*PROVIDED RECORDS*

_ _ _ _ _

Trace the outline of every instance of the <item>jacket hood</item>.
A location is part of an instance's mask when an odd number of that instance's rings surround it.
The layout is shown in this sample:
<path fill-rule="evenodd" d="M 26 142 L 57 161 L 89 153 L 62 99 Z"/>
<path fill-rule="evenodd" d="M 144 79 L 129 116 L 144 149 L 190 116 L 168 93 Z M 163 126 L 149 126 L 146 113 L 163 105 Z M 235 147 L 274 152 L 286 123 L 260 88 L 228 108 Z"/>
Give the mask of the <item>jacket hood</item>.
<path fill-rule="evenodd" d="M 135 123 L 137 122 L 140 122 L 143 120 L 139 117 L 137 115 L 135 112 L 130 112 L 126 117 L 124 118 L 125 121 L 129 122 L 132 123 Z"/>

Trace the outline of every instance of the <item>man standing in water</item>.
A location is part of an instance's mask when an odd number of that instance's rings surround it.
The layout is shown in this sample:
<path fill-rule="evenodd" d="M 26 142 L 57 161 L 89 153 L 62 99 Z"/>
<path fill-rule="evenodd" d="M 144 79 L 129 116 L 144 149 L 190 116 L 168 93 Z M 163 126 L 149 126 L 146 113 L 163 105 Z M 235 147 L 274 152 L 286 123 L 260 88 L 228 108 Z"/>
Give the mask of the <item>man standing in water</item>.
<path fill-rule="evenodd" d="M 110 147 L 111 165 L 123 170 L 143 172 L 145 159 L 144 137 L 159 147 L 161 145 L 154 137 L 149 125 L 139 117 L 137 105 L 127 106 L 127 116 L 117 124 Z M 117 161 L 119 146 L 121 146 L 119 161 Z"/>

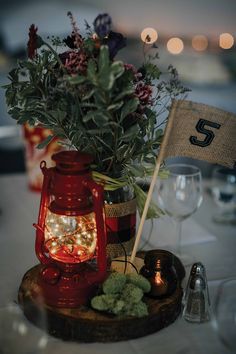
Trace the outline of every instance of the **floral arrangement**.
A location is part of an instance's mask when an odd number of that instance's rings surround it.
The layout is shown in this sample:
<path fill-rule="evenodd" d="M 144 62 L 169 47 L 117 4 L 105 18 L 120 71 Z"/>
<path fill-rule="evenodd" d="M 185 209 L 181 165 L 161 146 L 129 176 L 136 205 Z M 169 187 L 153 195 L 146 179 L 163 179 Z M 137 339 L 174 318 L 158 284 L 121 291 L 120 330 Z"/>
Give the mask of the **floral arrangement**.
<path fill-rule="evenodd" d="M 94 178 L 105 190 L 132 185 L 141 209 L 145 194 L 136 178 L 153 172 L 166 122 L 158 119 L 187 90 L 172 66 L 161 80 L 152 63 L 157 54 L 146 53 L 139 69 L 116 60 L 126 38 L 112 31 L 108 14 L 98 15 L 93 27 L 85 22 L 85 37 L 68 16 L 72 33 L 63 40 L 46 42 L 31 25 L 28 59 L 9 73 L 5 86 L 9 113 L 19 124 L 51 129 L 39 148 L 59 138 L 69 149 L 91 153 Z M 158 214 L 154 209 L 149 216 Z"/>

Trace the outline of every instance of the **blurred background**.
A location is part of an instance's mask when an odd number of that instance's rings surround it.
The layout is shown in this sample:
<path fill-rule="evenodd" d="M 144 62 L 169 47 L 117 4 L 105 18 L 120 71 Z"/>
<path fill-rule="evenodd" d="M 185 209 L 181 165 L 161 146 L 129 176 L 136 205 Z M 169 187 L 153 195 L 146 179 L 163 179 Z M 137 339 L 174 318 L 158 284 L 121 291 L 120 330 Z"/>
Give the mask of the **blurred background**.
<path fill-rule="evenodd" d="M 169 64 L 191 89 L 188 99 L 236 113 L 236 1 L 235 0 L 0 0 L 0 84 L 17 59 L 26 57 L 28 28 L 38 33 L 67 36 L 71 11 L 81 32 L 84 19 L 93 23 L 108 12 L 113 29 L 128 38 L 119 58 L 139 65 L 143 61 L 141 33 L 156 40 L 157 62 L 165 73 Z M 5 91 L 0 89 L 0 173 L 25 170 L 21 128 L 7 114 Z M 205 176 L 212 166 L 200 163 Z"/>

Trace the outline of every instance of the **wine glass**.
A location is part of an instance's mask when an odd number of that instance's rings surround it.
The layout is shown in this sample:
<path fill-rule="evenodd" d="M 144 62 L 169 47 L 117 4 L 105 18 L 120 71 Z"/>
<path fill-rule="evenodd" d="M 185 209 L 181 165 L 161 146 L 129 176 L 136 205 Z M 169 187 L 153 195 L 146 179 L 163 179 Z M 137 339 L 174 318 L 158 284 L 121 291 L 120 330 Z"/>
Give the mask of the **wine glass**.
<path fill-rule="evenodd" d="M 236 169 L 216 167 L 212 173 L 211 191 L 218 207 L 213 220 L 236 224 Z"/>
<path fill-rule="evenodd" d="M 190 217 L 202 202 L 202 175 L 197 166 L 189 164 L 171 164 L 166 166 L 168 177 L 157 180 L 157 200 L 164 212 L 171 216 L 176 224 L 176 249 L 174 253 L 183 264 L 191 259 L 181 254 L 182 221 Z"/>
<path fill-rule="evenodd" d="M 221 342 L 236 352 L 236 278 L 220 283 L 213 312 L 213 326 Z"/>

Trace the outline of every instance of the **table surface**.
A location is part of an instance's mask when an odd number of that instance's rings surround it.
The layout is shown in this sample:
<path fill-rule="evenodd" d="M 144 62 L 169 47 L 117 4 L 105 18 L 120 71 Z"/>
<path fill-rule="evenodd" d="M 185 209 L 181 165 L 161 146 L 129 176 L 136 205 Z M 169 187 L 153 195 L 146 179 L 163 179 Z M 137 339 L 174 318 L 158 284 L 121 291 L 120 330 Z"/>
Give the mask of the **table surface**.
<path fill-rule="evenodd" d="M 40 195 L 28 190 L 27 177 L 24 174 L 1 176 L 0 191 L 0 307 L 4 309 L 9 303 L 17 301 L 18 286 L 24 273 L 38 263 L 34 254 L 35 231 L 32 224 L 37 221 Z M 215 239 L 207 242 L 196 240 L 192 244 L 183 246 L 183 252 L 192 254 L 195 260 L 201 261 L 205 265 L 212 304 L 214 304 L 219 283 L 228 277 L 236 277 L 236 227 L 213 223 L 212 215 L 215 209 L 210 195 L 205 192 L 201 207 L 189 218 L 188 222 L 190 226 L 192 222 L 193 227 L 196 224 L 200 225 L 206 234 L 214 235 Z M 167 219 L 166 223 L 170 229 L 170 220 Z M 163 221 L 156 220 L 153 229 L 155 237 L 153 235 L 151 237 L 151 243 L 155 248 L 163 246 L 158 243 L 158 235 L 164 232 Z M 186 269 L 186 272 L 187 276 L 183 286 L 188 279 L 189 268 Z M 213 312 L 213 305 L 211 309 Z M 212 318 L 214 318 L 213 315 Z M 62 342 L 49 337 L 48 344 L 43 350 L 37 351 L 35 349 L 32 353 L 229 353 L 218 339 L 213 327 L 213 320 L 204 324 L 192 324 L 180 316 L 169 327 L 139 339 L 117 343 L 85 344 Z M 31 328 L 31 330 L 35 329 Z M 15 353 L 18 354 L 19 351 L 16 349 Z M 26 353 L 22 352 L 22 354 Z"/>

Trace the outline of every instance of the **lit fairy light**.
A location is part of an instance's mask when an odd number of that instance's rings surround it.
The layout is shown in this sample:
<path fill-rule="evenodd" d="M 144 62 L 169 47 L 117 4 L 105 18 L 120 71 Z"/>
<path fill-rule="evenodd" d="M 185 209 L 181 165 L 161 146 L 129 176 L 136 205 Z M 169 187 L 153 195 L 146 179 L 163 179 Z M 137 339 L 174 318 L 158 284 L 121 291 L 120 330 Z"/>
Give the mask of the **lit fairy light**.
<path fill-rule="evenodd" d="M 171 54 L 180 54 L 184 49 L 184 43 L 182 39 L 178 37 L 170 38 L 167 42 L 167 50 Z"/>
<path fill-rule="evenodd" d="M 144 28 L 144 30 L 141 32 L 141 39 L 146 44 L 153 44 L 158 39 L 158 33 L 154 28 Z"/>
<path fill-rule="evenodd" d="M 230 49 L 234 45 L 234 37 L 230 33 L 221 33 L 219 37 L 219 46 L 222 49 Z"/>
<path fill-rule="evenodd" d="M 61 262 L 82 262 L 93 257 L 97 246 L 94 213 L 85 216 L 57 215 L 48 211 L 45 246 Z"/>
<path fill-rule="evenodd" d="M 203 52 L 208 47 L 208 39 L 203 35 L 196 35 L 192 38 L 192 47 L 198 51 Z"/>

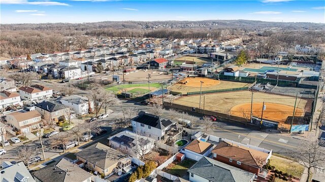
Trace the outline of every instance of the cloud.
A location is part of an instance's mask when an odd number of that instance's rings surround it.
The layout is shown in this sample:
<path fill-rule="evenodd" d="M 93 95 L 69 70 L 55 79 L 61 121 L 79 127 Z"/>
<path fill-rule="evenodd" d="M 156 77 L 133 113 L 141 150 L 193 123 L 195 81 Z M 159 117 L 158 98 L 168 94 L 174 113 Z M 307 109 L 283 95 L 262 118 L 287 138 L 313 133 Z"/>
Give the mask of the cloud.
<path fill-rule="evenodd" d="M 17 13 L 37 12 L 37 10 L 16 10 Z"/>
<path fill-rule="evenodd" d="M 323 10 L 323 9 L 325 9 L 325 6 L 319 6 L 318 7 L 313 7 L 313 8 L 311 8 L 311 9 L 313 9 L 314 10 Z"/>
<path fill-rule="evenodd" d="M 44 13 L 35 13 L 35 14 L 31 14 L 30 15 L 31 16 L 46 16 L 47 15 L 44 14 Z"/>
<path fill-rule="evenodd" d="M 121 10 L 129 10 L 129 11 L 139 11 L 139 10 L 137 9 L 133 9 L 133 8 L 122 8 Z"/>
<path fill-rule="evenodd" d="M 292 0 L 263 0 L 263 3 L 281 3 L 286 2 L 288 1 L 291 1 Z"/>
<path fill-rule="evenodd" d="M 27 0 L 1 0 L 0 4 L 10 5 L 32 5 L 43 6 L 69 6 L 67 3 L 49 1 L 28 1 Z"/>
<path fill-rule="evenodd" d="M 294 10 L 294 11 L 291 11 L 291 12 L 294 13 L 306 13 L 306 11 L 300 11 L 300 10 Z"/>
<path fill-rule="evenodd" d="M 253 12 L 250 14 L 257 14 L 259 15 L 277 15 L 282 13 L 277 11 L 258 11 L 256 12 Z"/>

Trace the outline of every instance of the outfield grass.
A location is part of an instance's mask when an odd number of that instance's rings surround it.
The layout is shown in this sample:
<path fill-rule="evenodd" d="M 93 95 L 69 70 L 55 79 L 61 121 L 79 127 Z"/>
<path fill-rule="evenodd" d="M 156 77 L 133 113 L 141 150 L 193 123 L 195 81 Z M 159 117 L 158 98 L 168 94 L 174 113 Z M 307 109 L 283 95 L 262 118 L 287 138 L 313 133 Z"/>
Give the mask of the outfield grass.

_ _ _ _ _

Retype, exactly and only, the lines running from the one with "Trace the outline of every instance of the outfield" through the final line of the listing above.

Trace the outline of every instance of the outfield grass.
A location is part of an instance's mask when an odd number of that instance's rings surround it.
The layout is shown in this sample:
<path fill-rule="evenodd" d="M 93 95 L 69 70 L 55 79 L 61 121 L 79 127 Z"/>
<path fill-rule="evenodd" d="M 156 77 L 133 113 L 141 150 L 193 123 L 195 81 Z M 159 117 L 158 98 L 168 94 L 174 113 Z M 307 109 L 283 95 L 262 118 L 287 138 L 313 133 Z"/>
Give the mask of the outfield grass.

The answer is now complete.